■ **Stated exercise**
Find each line in the records below that contains the word "cliff" and copy those lines out in full.
Start of Given information
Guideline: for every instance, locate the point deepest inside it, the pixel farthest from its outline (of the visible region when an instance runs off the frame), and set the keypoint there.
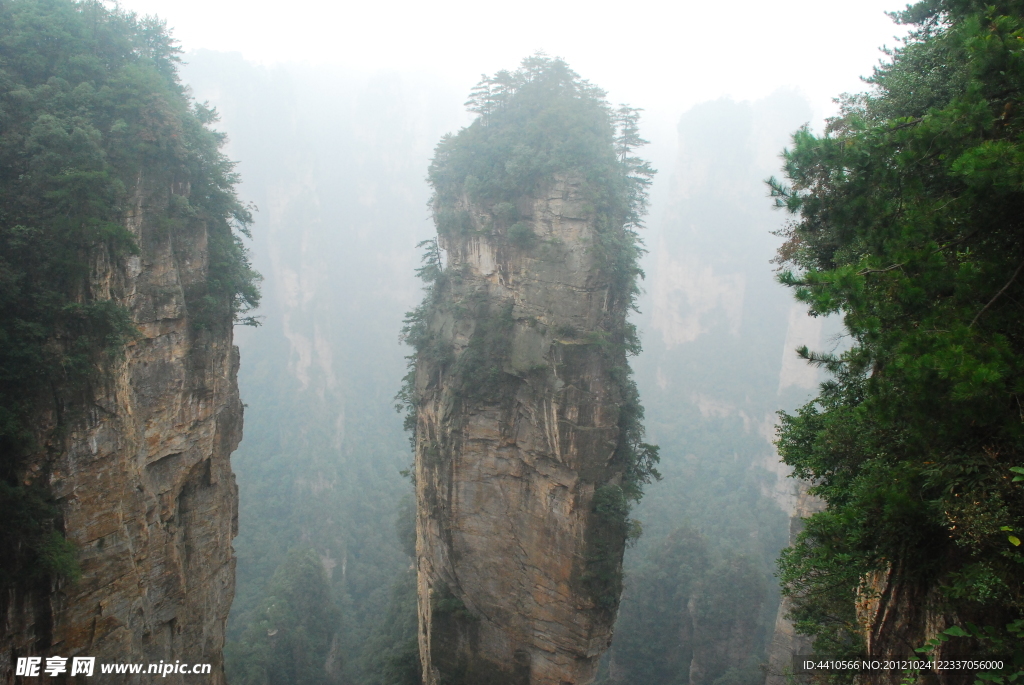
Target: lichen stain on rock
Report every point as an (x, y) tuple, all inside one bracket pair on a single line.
[(143, 479), (506, 471)]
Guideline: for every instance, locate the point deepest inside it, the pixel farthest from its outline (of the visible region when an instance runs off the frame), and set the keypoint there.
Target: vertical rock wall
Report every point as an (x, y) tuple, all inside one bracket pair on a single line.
[(509, 453), (143, 477)]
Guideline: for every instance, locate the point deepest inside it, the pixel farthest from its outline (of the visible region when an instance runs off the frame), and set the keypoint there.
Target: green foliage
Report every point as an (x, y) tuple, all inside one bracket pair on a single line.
[(909, 226), (393, 651), (535, 124), (684, 602), (90, 110), (290, 643)]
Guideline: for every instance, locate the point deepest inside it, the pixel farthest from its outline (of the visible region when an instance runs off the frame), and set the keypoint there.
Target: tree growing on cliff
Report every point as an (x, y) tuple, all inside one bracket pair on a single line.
[(908, 224), (91, 111)]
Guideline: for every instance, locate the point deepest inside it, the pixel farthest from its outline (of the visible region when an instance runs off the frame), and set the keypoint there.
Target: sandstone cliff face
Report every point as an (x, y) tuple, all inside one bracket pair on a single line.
[(509, 454), (785, 642), (143, 477)]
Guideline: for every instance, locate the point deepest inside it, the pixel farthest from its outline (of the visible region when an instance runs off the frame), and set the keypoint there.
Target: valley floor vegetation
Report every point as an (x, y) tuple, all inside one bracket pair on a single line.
[(92, 117)]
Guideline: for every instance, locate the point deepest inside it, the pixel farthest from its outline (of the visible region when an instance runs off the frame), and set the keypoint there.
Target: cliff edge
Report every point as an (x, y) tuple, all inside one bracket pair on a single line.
[(527, 425), (122, 273)]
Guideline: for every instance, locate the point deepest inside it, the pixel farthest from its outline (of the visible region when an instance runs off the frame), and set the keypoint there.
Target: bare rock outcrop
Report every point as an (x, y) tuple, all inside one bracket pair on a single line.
[(142, 477), (517, 427)]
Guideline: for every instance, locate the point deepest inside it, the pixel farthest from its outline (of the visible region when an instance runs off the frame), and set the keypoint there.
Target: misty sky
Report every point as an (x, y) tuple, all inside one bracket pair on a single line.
[(664, 56)]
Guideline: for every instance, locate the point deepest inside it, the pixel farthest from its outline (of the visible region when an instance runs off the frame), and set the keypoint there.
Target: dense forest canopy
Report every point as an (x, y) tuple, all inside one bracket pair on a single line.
[(92, 114), (907, 222)]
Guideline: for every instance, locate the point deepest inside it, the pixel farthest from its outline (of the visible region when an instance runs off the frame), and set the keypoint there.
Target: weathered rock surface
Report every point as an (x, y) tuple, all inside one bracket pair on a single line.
[(785, 641), (509, 454), (143, 478)]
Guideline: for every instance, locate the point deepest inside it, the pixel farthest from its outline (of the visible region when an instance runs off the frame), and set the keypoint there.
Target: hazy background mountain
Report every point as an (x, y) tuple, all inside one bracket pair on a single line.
[(335, 163)]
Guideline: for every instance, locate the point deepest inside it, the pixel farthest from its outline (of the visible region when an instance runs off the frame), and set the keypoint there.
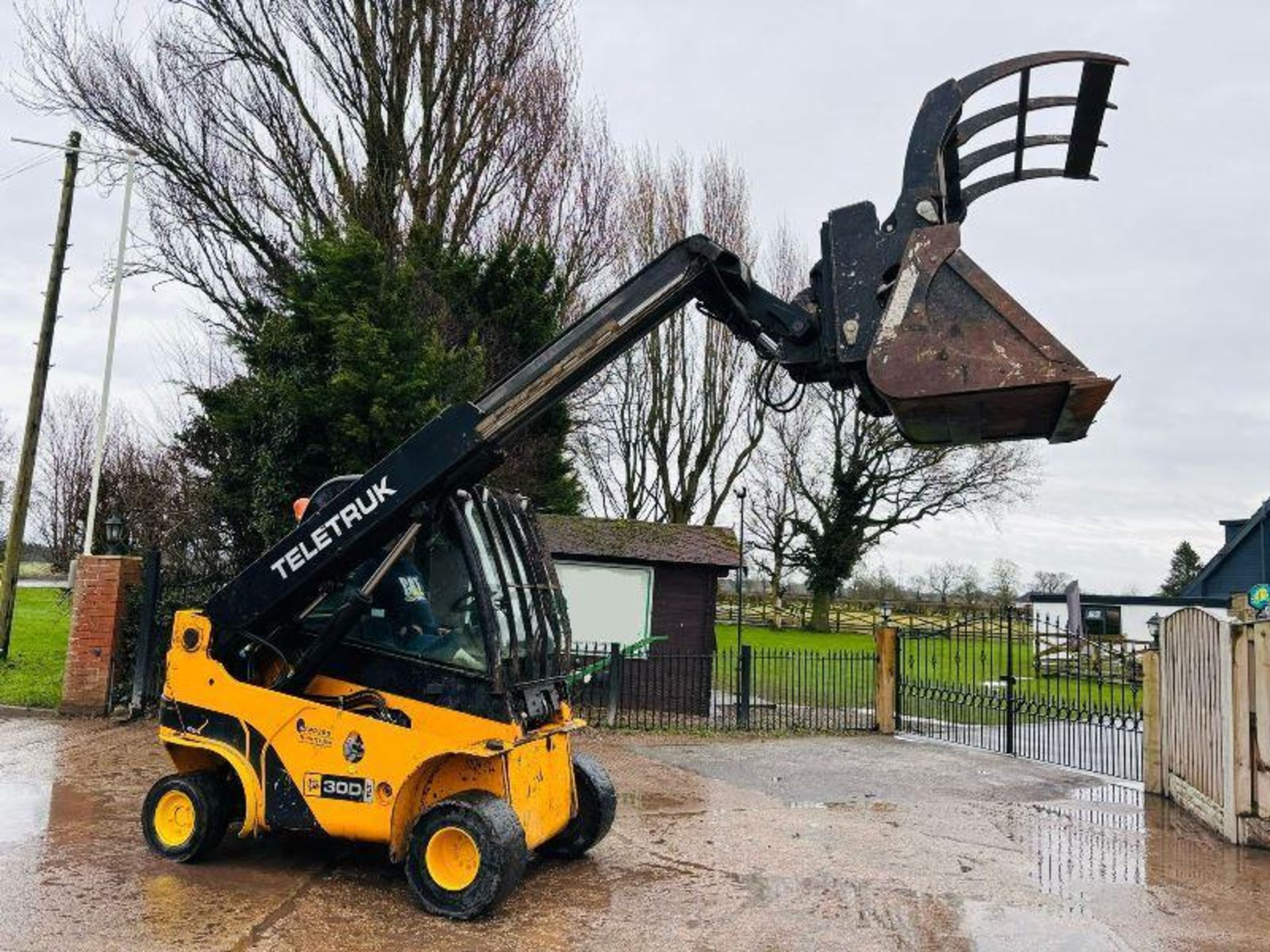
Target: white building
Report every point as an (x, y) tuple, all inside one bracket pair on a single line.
[(1118, 615)]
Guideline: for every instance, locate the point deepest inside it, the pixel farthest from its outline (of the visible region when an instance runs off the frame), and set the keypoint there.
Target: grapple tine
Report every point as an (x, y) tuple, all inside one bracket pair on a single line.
[(972, 126), (969, 163), (908, 319), (978, 190), (1091, 103), (980, 79)]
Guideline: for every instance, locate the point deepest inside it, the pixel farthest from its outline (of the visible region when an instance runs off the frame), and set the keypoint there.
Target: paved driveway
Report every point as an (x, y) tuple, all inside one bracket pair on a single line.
[(857, 842)]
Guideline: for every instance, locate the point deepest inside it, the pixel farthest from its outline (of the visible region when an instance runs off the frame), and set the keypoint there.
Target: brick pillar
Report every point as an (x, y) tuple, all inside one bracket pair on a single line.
[(98, 611)]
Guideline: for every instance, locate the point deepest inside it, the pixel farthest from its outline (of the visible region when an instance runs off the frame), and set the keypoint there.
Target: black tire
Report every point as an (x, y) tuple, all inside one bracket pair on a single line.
[(198, 804), (492, 826), (597, 807)]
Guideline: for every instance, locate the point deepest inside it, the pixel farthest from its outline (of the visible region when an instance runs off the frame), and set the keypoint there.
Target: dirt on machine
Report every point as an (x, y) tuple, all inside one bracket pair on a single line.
[(397, 669)]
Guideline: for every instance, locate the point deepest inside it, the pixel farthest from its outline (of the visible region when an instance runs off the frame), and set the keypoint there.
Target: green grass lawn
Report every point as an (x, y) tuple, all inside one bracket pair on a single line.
[(32, 674), (790, 640), (802, 666)]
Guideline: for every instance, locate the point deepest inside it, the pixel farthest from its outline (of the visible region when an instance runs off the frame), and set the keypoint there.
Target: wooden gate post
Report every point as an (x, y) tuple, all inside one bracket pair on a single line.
[(1152, 753), (884, 681)]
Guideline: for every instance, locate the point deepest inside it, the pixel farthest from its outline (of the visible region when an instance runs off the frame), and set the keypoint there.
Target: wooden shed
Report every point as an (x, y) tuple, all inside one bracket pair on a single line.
[(626, 580)]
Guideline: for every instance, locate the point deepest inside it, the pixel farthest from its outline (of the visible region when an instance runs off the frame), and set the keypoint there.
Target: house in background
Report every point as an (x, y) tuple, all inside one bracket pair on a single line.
[(1242, 561), (1117, 615), (626, 580)]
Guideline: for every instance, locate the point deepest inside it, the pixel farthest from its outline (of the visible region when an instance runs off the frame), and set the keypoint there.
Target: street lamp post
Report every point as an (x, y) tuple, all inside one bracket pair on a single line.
[(114, 535), (131, 155), (741, 571)]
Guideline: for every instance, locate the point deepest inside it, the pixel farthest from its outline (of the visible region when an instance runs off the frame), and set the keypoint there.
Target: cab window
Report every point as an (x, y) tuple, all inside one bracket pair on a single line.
[(423, 608)]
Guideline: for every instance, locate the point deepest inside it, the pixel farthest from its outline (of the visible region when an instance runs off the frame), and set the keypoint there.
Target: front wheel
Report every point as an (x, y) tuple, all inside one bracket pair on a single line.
[(597, 807), (465, 856), (185, 815)]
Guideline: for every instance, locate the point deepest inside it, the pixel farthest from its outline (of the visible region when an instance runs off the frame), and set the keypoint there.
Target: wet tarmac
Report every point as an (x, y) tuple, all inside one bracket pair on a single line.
[(859, 842)]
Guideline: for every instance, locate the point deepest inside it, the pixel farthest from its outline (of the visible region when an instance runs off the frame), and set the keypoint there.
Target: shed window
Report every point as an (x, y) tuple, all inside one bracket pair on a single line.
[(607, 602)]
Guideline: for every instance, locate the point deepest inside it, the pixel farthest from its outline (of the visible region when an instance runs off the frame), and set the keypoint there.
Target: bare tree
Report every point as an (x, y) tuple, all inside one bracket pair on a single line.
[(861, 481), (1005, 580), (968, 586), (941, 579), (262, 121), (1050, 583)]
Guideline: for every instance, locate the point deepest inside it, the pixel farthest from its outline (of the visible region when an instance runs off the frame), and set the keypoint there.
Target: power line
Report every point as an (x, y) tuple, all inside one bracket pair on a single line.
[(27, 165)]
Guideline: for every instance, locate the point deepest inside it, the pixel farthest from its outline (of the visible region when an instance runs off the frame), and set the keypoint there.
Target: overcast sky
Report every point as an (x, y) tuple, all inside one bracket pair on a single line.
[(1154, 274)]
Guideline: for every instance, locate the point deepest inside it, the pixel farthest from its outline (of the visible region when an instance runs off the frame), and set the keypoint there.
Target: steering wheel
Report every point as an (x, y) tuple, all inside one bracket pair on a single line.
[(464, 604)]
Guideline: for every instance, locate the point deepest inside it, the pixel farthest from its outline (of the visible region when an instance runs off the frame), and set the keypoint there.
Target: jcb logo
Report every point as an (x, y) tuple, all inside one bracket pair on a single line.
[(359, 790)]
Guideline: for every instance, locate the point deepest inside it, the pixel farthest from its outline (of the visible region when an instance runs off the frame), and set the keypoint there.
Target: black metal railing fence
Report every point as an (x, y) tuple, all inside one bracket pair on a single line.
[(746, 690), (1024, 684)]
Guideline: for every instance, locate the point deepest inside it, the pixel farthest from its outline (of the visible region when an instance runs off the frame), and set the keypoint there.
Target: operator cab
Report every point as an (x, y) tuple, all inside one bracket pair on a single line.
[(469, 617)]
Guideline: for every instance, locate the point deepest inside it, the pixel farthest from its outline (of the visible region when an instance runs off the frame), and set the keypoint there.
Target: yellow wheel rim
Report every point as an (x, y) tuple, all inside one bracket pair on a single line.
[(452, 858), (175, 819)]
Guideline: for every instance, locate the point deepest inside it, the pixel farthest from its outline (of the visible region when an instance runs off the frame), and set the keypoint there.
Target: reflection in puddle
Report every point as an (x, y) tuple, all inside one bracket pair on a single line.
[(1096, 838), (24, 811)]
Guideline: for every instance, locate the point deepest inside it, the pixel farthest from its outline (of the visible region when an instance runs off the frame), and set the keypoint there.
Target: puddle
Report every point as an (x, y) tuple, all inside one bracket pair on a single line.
[(23, 810), (1096, 838), (656, 803)]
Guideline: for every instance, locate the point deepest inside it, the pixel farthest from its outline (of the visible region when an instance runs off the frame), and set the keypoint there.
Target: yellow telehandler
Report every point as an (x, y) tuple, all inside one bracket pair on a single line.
[(396, 669)]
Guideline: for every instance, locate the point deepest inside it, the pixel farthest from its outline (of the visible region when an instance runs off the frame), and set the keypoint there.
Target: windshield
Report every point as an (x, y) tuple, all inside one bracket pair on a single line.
[(423, 608), (512, 559)]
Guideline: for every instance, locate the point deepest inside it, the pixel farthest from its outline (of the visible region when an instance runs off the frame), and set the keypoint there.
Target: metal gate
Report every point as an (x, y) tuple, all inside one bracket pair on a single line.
[(1023, 684)]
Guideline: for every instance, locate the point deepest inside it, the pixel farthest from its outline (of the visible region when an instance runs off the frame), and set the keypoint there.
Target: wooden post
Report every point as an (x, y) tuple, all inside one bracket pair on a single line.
[(884, 681), (615, 683), (36, 404), (1152, 753)]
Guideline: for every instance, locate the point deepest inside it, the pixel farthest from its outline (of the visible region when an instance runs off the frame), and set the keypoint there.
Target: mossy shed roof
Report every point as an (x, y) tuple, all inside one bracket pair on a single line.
[(628, 539)]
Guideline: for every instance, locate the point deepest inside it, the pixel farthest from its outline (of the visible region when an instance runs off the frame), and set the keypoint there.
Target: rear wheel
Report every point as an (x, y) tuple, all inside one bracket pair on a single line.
[(465, 856), (597, 807), (185, 815)]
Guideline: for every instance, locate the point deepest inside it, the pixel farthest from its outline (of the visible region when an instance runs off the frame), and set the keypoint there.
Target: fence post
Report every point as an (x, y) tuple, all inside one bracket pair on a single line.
[(747, 662), (146, 634), (1152, 752), (884, 680), (615, 683), (1010, 680)]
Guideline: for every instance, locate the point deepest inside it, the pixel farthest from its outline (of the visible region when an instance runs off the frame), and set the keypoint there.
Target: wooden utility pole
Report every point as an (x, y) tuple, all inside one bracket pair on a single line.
[(36, 408)]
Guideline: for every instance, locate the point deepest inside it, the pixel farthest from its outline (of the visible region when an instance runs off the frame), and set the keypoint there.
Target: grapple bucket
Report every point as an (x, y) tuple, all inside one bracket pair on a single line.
[(959, 361), (911, 321)]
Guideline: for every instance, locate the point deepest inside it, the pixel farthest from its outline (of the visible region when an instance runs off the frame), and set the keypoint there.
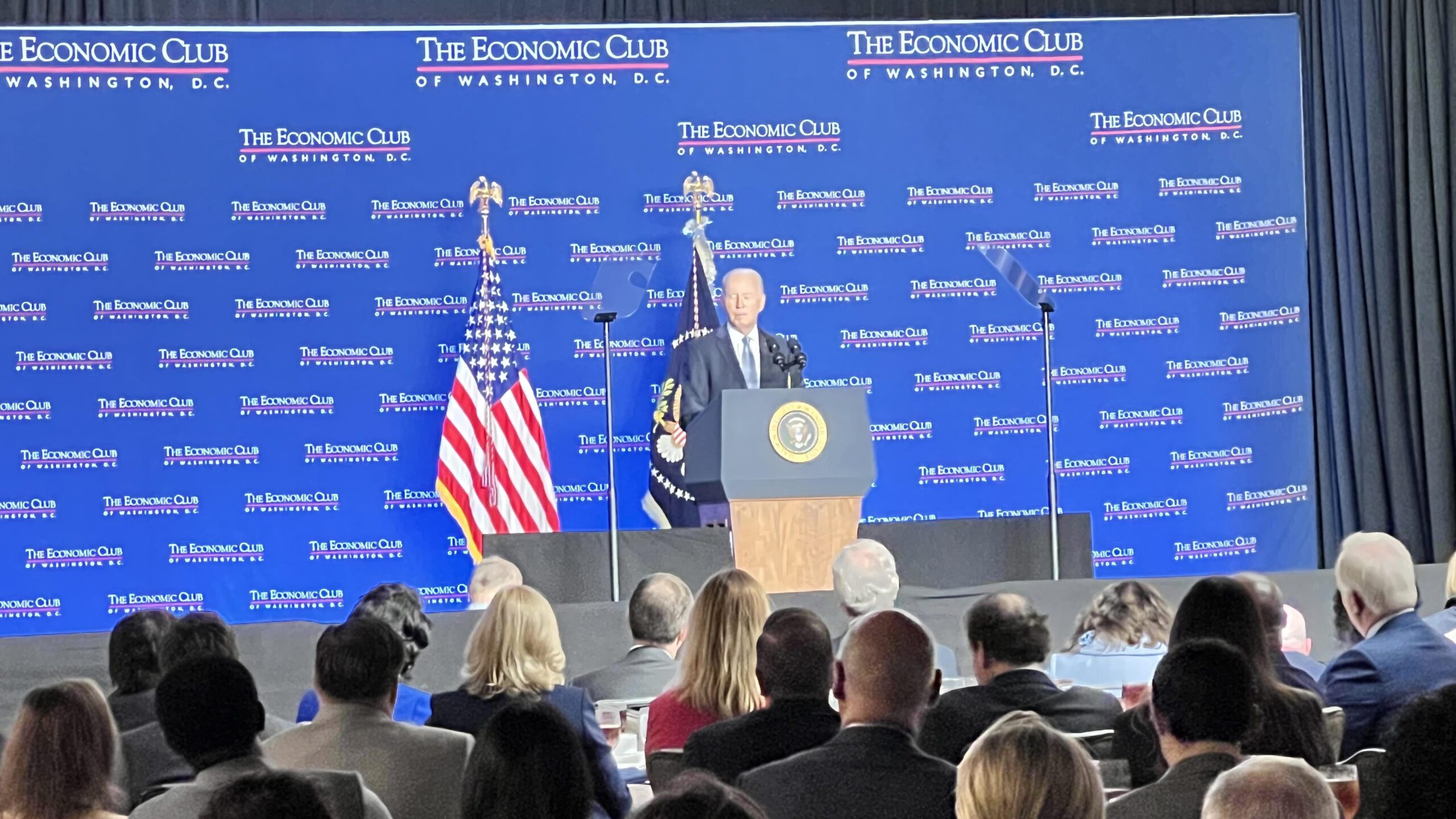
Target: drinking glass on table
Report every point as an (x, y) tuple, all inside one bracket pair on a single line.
[(1345, 783)]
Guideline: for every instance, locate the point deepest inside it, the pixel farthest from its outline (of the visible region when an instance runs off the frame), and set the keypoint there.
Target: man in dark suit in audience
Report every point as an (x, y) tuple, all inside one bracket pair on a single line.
[(1010, 643), (1400, 656), (796, 665), (1270, 601), (884, 681), (657, 615), (1203, 704)]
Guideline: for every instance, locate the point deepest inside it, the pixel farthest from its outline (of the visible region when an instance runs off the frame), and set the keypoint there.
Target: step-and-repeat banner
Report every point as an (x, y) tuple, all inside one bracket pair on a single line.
[(237, 266)]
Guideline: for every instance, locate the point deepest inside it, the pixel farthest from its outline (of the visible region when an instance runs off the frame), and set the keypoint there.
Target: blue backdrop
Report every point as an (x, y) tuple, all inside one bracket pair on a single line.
[(238, 263)]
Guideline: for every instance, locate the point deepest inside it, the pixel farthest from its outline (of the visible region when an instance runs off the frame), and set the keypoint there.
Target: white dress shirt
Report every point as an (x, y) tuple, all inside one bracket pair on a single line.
[(753, 349)]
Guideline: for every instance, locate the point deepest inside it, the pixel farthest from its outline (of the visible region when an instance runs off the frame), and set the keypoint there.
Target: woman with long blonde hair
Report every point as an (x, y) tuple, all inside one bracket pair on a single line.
[(514, 653), (57, 764), (719, 662)]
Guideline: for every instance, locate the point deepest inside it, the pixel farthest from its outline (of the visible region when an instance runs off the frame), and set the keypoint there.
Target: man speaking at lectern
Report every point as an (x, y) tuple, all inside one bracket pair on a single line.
[(739, 354)]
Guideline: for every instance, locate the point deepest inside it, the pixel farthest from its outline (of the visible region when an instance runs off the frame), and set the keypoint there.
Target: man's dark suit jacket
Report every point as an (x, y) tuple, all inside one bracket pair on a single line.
[(713, 366), (966, 713), (1381, 674), (464, 712), (864, 773), (758, 738), (1176, 796)]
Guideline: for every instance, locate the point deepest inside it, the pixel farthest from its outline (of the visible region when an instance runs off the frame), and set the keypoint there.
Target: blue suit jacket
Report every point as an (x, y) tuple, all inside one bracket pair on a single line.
[(464, 712), (1381, 674)]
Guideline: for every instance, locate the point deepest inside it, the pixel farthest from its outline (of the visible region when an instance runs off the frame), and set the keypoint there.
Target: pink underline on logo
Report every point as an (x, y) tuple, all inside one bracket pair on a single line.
[(537, 68), (104, 71), (801, 140), (1168, 130)]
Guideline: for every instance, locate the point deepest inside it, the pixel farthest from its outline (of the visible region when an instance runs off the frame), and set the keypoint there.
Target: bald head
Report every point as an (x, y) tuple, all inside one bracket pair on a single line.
[(1270, 787), (886, 672), (1376, 577)]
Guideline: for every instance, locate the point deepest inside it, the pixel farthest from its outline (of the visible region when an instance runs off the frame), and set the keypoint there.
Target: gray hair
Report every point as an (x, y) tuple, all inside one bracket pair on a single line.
[(1270, 787), (659, 608), (865, 577), (1379, 569)]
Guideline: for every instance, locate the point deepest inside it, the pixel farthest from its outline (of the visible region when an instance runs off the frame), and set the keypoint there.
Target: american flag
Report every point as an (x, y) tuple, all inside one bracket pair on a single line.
[(494, 473)]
End of Given information
■ **Solution to the problem**
Target: tree growing on cliff
Target: sandstone cliff face
Target: cliff edge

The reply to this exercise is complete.